#### INSTRUCTIONS FOR THE TASK
Show the lines below that contain the string "grassy".
(DATA EXTRACTS begins)
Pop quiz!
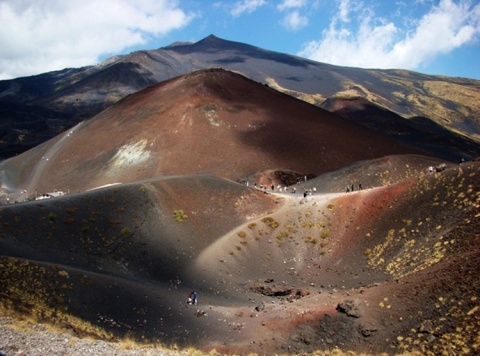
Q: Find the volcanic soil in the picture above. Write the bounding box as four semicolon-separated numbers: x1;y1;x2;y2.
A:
1;68;479;355
0;69;426;203
1;156;479;355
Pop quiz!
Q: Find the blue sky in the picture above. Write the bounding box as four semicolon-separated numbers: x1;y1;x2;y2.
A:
0;0;479;80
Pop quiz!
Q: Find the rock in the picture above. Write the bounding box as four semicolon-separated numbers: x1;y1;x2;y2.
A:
359;325;377;337
254;302;265;312
195;310;207;317
336;300;360;318
418;319;434;334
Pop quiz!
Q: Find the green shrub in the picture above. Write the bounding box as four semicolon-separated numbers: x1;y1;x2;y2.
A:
173;209;188;222
262;217;279;229
120;227;133;238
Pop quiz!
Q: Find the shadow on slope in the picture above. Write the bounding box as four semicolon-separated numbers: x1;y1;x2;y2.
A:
0;69;425;202
322;97;480;162
1;158;479;355
0;174;280;346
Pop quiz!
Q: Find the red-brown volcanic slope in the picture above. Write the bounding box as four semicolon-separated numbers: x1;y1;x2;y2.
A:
1;69;478;355
0;68;424;201
190;159;480;355
1;156;479;355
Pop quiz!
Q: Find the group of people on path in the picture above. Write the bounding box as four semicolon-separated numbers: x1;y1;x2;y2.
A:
252;182;319;196
346;183;362;193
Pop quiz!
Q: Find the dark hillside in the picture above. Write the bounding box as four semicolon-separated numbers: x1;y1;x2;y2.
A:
0;35;478;160
0;174;279;345
323;97;480;161
1;159;478;355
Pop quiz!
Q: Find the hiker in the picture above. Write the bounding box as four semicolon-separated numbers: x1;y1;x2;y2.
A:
188;291;198;305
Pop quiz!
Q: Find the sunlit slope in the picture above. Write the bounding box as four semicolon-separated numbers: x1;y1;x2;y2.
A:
0;157;478;354
0;69;423;202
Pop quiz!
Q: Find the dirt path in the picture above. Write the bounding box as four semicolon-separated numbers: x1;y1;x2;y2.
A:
26;122;84;194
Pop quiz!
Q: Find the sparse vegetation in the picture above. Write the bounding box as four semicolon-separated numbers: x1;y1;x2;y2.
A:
120;227;133;238
261;216;279;229
0;141;479;356
173;209;188;222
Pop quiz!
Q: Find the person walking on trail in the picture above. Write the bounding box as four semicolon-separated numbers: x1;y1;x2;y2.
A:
188;291;198;305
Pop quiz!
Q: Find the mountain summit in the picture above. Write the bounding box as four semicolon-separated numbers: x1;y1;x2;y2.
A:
0;35;478;159
0;38;479;356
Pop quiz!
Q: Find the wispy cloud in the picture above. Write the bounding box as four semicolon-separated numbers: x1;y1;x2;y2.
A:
299;0;480;70
338;0;351;22
0;0;193;79
230;0;266;17
277;0;309;30
281;10;309;30
277;0;308;11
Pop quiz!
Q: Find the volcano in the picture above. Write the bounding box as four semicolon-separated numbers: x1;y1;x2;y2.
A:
0;69;479;356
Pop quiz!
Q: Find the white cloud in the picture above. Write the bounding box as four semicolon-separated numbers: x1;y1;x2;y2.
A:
336;0;364;23
338;0;351;22
230;0;266;17
277;0;307;11
299;0;480;70
0;0;193;79
282;10;309;30
277;0;308;31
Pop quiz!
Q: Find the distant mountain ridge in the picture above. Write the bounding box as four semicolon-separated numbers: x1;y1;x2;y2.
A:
1;39;480;356
0;34;479;159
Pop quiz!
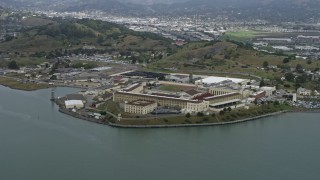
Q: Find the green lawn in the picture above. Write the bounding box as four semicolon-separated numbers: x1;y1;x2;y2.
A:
222;30;260;41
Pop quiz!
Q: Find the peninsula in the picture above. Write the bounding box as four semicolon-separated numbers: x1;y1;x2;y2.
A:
1;9;320;127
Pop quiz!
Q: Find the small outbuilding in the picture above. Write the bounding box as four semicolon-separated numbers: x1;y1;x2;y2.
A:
65;100;84;109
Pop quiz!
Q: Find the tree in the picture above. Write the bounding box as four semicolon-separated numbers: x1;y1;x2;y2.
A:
285;73;295;82
259;79;266;87
5;35;14;42
296;64;304;73
8;60;19;69
50;75;57;80
262;61;269;68
295;74;308;84
227;107;232;112
307;59;312;65
197;112;204;117
283;57;290;64
273;101;280;106
100;111;107;115
96;35;104;44
186;113;191;118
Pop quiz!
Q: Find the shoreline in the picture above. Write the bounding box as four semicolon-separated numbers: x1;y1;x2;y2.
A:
58;106;320;128
58;108;108;125
0;83;83;91
0;76;52;91
109;109;320;128
1;84;319;128
108;111;288;128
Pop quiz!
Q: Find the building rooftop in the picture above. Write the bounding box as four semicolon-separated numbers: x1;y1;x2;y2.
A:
185;89;201;96
197;76;248;85
127;100;156;107
204;93;241;101
66;94;86;101
123;83;141;92
65;100;84;106
151;93;180;98
192;93;214;101
117;91;203;104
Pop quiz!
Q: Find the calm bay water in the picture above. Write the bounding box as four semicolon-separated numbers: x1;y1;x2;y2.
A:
0;86;320;180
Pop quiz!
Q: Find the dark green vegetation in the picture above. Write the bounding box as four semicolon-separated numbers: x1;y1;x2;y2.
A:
111;103;293;126
7;60;19;69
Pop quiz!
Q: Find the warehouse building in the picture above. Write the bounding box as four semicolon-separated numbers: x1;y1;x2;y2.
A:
65;100;84;109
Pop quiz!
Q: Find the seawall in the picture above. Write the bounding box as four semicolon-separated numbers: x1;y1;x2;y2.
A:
108;111;288;128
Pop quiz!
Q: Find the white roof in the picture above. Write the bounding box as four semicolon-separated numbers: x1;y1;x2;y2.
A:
91;67;112;71
199;76;247;84
260;86;276;90
65;100;84;106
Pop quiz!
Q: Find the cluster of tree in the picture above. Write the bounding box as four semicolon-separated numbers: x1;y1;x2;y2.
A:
7;60;19;69
223;47;241;60
4;35;14;42
282;55;296;64
219;107;232;115
38;23;96;39
262;61;269;68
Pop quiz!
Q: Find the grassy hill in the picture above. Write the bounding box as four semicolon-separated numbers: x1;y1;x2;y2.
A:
0;17;174;57
148;40;320;89
1;14;320;91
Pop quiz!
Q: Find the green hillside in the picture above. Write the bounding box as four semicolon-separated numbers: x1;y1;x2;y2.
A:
0;17;174;57
148;40;320;89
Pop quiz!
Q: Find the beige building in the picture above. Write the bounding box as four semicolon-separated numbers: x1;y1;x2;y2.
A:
209;87;241;96
205;93;242;104
114;91;210;112
204;93;242;109
123;83;144;93
186;101;210;113
114;91;241;113
124;100;157;115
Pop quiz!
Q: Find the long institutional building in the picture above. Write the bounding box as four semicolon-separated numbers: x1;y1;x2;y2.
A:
113;76;245;114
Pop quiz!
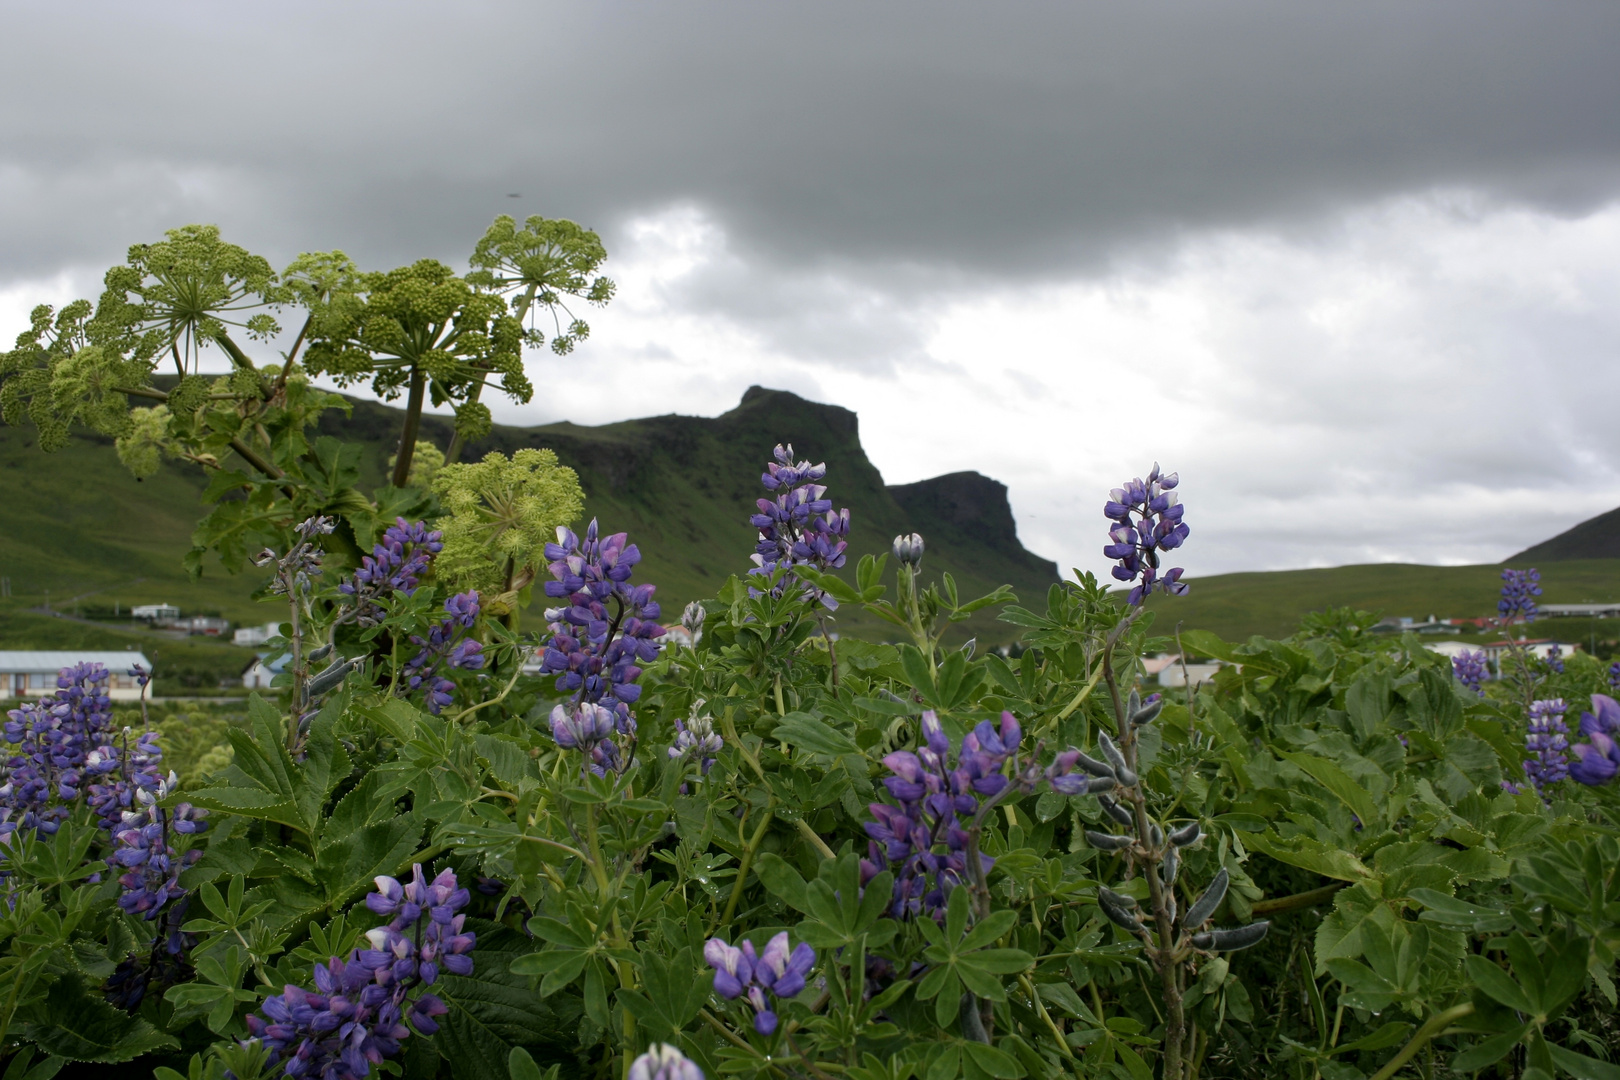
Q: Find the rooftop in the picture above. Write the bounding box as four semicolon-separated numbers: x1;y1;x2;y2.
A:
0;650;154;672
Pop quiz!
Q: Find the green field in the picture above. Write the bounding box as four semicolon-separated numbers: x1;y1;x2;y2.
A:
1143;559;1620;644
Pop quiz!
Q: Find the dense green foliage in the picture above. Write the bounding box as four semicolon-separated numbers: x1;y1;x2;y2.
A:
1;221;1617;1080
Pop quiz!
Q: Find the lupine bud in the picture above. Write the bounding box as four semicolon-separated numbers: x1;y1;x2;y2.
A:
1096;795;1134;827
1192;921;1270;952
1183;868;1228;929
1098;888;1143;932
1168;821;1201;847
892;533;925;568
681;600;706;633
1096;733;1138;787
1130;694;1164;727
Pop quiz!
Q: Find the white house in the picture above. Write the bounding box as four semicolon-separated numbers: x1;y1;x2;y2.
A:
131;603;180;622
242;653;290;689
1157;658;1223;689
1424;641;1481;660
0;650;154;700
233;622;282;647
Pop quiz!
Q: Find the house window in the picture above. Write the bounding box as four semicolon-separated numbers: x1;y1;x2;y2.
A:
28;673;52;689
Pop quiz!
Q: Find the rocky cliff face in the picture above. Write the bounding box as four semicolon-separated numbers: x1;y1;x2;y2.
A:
318;385;1057;632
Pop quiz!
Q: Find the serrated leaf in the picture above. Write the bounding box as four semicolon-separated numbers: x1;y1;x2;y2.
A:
20;974;178;1063
435;920;585;1080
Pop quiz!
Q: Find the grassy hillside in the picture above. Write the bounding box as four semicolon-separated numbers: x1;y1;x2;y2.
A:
1142;559;1620;643
1510;504;1620;562
0;386;1060;647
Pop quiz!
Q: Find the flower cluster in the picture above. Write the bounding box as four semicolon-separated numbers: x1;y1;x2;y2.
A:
1569;693;1620;787
1504;699;1570;799
258;516;337;597
1609;661;1620;692
1103;463;1189;606
111;779;208;920
1545;644;1565;675
341;518;444;627
539;519;665;733
87;727;165;831
248;865;474;1079
861;711;1094;921
1452;650;1489;696
630;1044;704;1080
705;932;816;1035
1498;567;1541;623
550;701;622;775
669;705;724;778
400;591;486;714
2;663;130;840
748;444;851;609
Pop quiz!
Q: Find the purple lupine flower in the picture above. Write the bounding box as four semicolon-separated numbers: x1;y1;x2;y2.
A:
539;519;666;747
1498;568;1541;624
629;1045;705;1080
250;865;473;1076
2;663;129;841
1545;644;1565;675
1103;463;1189;606
1569;693;1620;786
340;518;444;627
549;702;617;755
1517;699;1570;798
748;444;851;610
399;591;486;715
262;516;336;599
669;707;723;776
112;777;207;920
1452;650;1489;696
861;710;1090;922
705;933;815;1036
1608;661;1620;692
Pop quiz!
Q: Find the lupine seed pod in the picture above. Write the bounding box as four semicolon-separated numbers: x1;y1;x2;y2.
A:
1085;775;1118;794
1202;921;1271;952
1130;697;1164;727
1160;846;1180;888
1073;750;1117;779
1096;733;1139;787
1126;690;1141;719
308;642;334;663
1190;931;1214;949
1169;821;1201;847
1164;894;1177;925
1097;794;1134;827
306;657;358;698
1150;823;1164;847
1086;830;1134;851
1183;868;1229;929
1098;888;1143;932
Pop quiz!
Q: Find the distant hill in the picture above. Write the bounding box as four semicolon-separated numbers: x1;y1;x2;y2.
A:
0;386;1058;643
1141;559;1620;642
1509;506;1620;562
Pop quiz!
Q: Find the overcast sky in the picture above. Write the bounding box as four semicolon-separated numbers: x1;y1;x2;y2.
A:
4;1;1620;581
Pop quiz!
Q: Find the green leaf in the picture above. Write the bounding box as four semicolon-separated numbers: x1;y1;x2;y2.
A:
509;1047;546;1080
1247;831;1373;883
963;1042;1024;1079
1548;1045;1620;1080
1449;1025;1529;1073
20;974;178;1063
435;920;584;1080
1464;955;1533;1015
1278;750;1381;828
753;853;811;913
773;711;859;758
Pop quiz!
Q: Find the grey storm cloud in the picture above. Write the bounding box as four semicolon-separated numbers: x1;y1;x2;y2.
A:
2;1;1619;284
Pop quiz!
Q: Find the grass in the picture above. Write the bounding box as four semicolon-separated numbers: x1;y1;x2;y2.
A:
1142;560;1620;644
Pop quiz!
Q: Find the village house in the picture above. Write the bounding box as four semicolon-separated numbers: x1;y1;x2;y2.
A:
241;653;289;690
0;650;154;700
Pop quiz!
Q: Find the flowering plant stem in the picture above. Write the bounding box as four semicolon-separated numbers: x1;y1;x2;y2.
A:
1365;1003;1475;1080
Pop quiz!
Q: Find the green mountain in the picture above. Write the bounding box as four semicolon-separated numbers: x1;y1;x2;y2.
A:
1509;505;1620;562
0;386;1059;649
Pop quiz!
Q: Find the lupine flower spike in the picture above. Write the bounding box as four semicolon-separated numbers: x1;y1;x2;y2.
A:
1569;693;1620;786
1452;650;1488;696
1103;463;1189;606
749;444;851;608
248;865;474;1077
705;932;815;1035
1498;568;1541;624
630;1045;705;1080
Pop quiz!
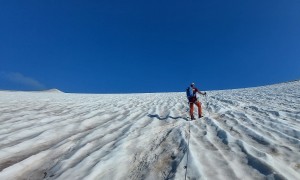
(DATA EXTRACTS ends)
#### RESPONSE TO THE TASK
Q: Find the grassy hill in the picture above. Write the bounding box as four semicolon-separated numbers: x1;y1;x2;y2.
Q: Find the grassy hillside in the picture above. Write the bounding box as four semicolon-separated numbers: x1;y1;x2;y2.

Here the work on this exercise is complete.